* _Exercise directions_
Reproduce the lines from the one containing "like point(323, 961)." through the one containing "point(141, 561)", inclusive, replacing "suit jacket" with "sport coat" and leaving everything else unchanged.
■ ■ ■ ■ ■
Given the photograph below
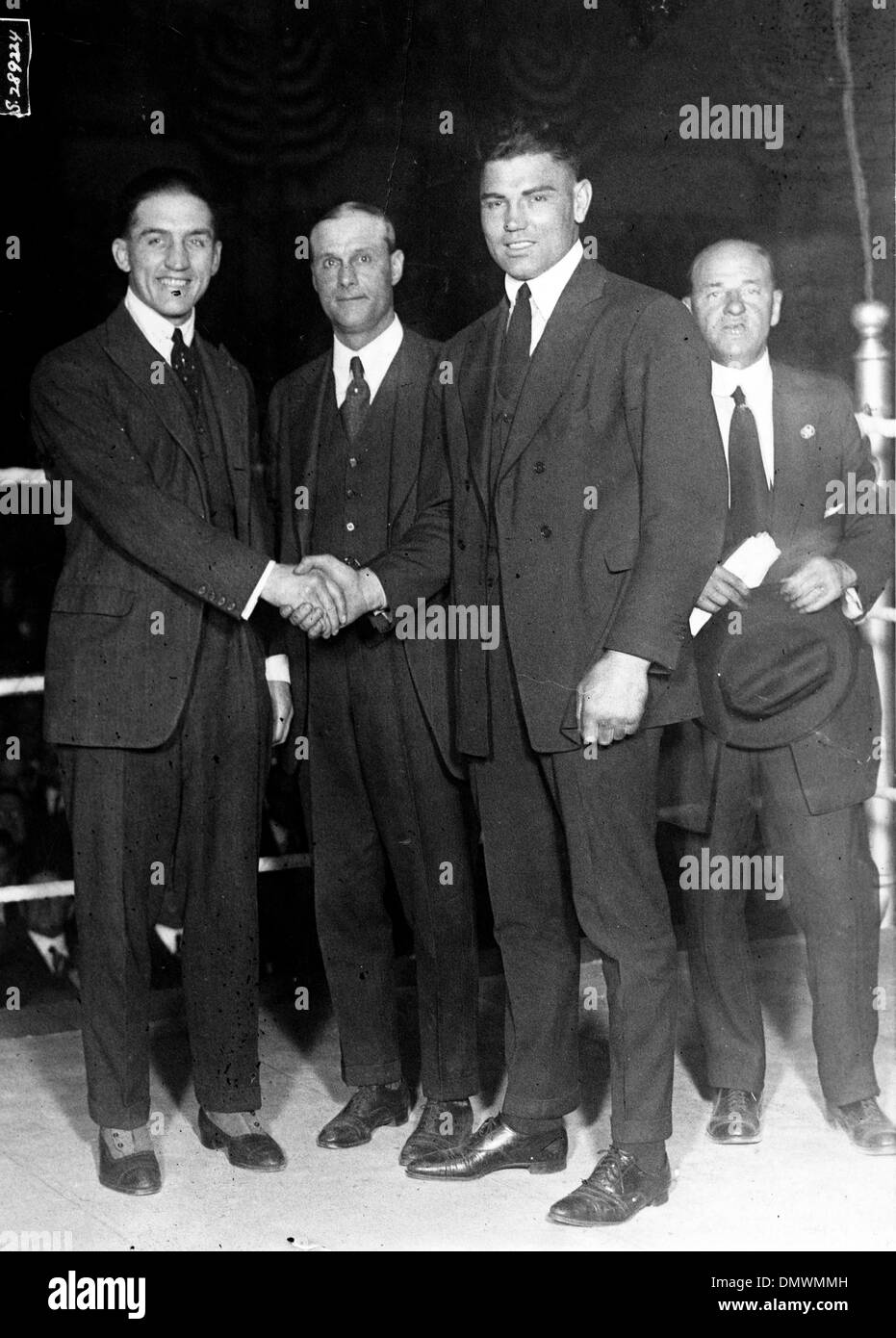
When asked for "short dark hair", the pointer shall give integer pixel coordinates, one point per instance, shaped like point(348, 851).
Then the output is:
point(519, 133)
point(158, 181)
point(359, 206)
point(731, 241)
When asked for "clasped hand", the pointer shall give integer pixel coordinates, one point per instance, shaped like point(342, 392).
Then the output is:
point(611, 697)
point(321, 594)
point(812, 586)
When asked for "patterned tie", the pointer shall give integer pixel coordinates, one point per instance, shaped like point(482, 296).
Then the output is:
point(749, 504)
point(514, 364)
point(184, 360)
point(357, 400)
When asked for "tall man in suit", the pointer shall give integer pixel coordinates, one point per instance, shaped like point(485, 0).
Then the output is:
point(155, 679)
point(346, 436)
point(583, 494)
point(795, 456)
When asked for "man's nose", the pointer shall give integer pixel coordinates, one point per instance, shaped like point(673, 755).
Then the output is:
point(514, 217)
point(177, 256)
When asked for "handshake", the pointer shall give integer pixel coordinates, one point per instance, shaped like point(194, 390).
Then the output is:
point(322, 594)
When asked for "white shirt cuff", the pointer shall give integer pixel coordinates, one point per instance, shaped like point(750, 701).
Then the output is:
point(277, 669)
point(373, 583)
point(253, 599)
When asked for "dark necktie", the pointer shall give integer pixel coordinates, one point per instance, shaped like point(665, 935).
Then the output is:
point(184, 360)
point(357, 400)
point(518, 337)
point(749, 504)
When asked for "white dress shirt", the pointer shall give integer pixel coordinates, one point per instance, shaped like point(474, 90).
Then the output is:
point(546, 289)
point(160, 332)
point(376, 360)
point(755, 383)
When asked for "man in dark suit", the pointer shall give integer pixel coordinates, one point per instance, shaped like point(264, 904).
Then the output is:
point(155, 679)
point(796, 459)
point(346, 439)
point(584, 497)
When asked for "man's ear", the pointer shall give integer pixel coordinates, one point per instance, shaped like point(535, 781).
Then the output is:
point(119, 254)
point(582, 199)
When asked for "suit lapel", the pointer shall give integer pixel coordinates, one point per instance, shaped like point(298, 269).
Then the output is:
point(407, 425)
point(154, 380)
point(227, 392)
point(474, 390)
point(790, 456)
point(555, 357)
point(304, 445)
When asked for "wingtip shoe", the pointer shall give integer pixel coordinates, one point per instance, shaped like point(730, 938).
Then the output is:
point(867, 1127)
point(615, 1190)
point(495, 1146)
point(371, 1107)
point(737, 1116)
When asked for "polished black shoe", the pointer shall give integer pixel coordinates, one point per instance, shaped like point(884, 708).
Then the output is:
point(615, 1190)
point(495, 1146)
point(134, 1172)
point(371, 1108)
point(443, 1127)
point(250, 1151)
point(735, 1118)
point(867, 1127)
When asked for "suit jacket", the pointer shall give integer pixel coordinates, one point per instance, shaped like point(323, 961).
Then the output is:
point(816, 443)
point(294, 445)
point(610, 500)
point(141, 561)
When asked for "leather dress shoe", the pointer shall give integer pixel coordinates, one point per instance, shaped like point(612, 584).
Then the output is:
point(495, 1146)
point(134, 1172)
point(445, 1125)
point(735, 1118)
point(253, 1151)
point(615, 1190)
point(867, 1127)
point(371, 1108)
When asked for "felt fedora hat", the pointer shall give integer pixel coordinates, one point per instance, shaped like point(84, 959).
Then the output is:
point(769, 675)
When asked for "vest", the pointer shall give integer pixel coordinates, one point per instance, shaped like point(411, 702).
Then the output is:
point(352, 495)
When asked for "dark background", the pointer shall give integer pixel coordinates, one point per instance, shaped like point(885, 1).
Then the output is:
point(291, 110)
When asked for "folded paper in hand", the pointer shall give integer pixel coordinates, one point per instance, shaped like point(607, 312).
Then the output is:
point(751, 562)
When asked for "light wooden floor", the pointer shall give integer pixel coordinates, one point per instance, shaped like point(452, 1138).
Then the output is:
point(804, 1187)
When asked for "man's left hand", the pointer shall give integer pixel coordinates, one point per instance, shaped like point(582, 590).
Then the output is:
point(281, 709)
point(360, 587)
point(817, 583)
point(611, 697)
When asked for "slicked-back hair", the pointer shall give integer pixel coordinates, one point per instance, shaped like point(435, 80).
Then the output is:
point(160, 181)
point(359, 206)
point(731, 241)
point(517, 134)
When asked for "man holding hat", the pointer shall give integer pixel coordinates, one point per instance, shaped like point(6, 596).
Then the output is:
point(790, 708)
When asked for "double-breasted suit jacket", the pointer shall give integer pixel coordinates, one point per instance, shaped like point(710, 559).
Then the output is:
point(608, 502)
■ ■ ■ ■ ■
* _Task answer_
When asked for "sport coat", the pointer shall give integer pixel coordinates, one point per instance, shaped like point(323, 961).
Then the output is:
point(816, 443)
point(294, 445)
point(610, 500)
point(141, 561)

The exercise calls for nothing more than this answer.